**MATERIAL PROVIDED:**
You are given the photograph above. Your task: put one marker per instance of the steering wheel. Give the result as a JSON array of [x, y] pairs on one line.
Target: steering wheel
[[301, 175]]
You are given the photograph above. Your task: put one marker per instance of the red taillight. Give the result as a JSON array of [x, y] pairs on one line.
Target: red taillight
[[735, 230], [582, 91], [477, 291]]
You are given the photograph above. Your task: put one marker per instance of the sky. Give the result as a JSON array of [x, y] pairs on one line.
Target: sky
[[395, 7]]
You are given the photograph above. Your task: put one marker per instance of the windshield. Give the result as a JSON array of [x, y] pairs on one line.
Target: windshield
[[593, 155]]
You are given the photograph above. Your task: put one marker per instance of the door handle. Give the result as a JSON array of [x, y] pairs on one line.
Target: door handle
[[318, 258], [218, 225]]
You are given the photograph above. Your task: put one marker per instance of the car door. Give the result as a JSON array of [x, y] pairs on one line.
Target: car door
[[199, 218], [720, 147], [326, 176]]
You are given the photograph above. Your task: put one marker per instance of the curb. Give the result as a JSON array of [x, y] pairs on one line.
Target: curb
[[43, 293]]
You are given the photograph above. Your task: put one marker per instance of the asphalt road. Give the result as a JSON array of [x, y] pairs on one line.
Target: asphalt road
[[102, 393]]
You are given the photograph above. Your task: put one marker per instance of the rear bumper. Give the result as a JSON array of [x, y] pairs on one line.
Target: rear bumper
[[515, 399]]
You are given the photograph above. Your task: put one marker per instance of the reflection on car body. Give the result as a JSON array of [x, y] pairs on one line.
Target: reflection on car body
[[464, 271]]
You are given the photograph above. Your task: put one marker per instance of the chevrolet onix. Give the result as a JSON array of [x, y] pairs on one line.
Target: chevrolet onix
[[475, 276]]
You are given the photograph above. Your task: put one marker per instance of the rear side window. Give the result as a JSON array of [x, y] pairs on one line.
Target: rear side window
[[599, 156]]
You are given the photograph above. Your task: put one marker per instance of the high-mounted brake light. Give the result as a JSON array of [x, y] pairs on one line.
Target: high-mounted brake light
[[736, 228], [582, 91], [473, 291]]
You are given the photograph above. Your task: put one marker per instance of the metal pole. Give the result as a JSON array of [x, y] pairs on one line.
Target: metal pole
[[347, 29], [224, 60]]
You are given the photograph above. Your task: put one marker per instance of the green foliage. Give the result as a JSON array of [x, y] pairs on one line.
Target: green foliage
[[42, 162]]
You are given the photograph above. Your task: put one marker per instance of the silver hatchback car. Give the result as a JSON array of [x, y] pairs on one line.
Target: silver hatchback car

**WRITTEN TASK:**
Copy every row above word for word, keeping each line in its original order.

**OUTPUT FOR THIS EXERCISE:**
You are given the photograph above. Your task: put one marker per instance of the steering wheel. Give the result as a JSON array of [x, y] pairs on one line.
Target: steering wheel
[[301, 175]]
You are given the photograph above. Your task: put one marker per instance of the red taillight. Give the result as a JSON array of [x, y] pairs on one line.
Target: red taillight
[[735, 230], [582, 91], [477, 291]]
You are given the photograph above. Your task: put one marker per instance of the sky. Give the result as a JSON array of [x, y] pairs on one line.
Target: sky
[[395, 7]]
You are given the photograph above. Your task: put one marker per instance of the windshield. Give the result as a JSON array of [x, y] pairs on one line.
Target: windshield
[[593, 155]]
You are given the photograph above. Your task: put one marker per instance of the door handle. Give the result as a JSON array of [x, y] pairs on one line.
Target: door handle
[[318, 258], [218, 225]]
You are given the photograph above. Your task: put one marker per instance of the car door. Give the result as a JSON array of [x, y] pairs on one line.
Target: car door
[[199, 218], [720, 147], [326, 176]]
You are given the photograph above. Your task: put one marker per instance of the curb. Give the result as a JSON array of [x, y] pairs on one line.
Target: curb
[[43, 293]]
You are given the photograph above. Your task: put one marker per instance of the asphalt road. Give the result as a JSON array of [x, y] pairs on one line.
Target: asphalt road
[[102, 393]]
You are given the photograph above. Your task: put one marker per instance of the rear bumper. Give the result as a JSON array of [x, y] pairs on one line.
Target: rear bumper
[[515, 399]]
You are given the photograph above. Your task: put one marker per instance of the reflection on car body. Give the result as a JSON array of [x, y] pairs on one line.
Target: reflection on car body
[[464, 271]]
You are given the photograph above. Your task: put one marker per instance of the chevrolet onix. Give the result as a JSON array of [x, y] pairs on one line.
Target: chevrolet onix
[[475, 276]]
You are given the photograph above. Your task: put one marker per instance of the rear side window. Give the result as a JSON array of [x, y] pairs on one line.
Target: rear side window
[[599, 156]]
You are given the photograph above. Your task: put one marker per instance of the high-mounted brake light. Give the result as a JSON array of [x, y] pairs on one line.
Target: high-mounted brake light
[[736, 228], [582, 91], [473, 291]]
You are given the photograph above. Your task: put one marker per instance of the metal pole. Give the result as a JSON array of [x, y] pairs on one line.
Target: metal pole
[[347, 29], [224, 60]]
You are given the photograph above. Your task: put one marker per instance of the green foliage. Give the result as a JSON array of [x, y] pairs on one line.
Target: green foliage
[[42, 162]]
You are given the photograph above. Your task: put one marker per instance of the silver hatchback car. Give the result as a JSON array of [x, y] pairs on one line.
Target: silver hatchback car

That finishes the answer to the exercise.